Items listed in a dataset:

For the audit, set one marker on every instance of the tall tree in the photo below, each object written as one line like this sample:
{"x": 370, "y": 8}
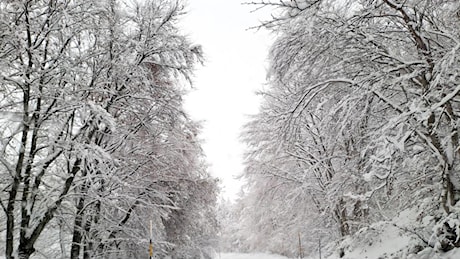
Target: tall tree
{"x": 361, "y": 112}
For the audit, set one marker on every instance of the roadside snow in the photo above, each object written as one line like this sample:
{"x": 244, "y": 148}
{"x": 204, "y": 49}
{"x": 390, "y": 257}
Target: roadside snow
{"x": 249, "y": 256}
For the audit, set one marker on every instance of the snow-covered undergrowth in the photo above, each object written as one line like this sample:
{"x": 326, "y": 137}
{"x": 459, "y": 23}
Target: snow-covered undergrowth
{"x": 411, "y": 234}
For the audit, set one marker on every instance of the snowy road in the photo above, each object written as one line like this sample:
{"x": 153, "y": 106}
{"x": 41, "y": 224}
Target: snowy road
{"x": 249, "y": 256}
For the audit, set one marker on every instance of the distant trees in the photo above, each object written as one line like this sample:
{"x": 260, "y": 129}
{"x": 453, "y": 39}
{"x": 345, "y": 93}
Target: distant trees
{"x": 359, "y": 121}
{"x": 94, "y": 140}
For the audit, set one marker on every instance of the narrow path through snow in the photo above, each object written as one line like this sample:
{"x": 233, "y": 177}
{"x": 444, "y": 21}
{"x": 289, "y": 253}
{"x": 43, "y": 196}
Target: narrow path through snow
{"x": 249, "y": 256}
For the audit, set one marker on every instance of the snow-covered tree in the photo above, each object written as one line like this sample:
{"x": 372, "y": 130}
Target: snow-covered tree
{"x": 360, "y": 120}
{"x": 94, "y": 139}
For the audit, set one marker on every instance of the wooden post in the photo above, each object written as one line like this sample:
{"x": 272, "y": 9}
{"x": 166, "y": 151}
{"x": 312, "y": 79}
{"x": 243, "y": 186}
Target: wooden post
{"x": 150, "y": 244}
{"x": 319, "y": 247}
{"x": 300, "y": 247}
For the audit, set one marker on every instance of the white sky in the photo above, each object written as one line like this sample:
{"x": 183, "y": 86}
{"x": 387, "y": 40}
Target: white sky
{"x": 225, "y": 86}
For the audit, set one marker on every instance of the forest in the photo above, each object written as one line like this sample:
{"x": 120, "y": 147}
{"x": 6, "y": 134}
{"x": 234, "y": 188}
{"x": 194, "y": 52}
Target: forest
{"x": 354, "y": 151}
{"x": 356, "y": 144}
{"x": 96, "y": 151}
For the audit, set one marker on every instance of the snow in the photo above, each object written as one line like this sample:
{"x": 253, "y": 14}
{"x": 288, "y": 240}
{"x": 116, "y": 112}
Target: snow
{"x": 249, "y": 256}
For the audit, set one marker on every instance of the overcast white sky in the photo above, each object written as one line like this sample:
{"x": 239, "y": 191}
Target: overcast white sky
{"x": 225, "y": 87}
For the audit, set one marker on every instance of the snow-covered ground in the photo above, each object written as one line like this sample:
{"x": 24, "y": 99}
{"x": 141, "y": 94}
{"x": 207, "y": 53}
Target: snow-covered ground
{"x": 249, "y": 256}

EXERCISE PROMPT:
Only this range is to be output: the line that contains "Target: forest" through the last line of the records above, both inclusive.

OUTPUT FOR THIS TASK:
Target: forest
{"x": 354, "y": 151}
{"x": 356, "y": 144}
{"x": 96, "y": 151}
For the audit, set one marker on every instance of the snow in the photo above, each object written as one line like this sample:
{"x": 253, "y": 14}
{"x": 288, "y": 240}
{"x": 116, "y": 112}
Target: snow
{"x": 249, "y": 256}
For the audit, set one marker on every instance of the overcast white sky in the photo above, each object written as one line like this sample:
{"x": 239, "y": 191}
Target: overcast white sky
{"x": 225, "y": 87}
For the audit, set one marker on every instance of the snow-covered ground in the photo above, each object written as one line like this sample:
{"x": 24, "y": 99}
{"x": 141, "y": 94}
{"x": 207, "y": 53}
Target: snow-covered ground
{"x": 249, "y": 256}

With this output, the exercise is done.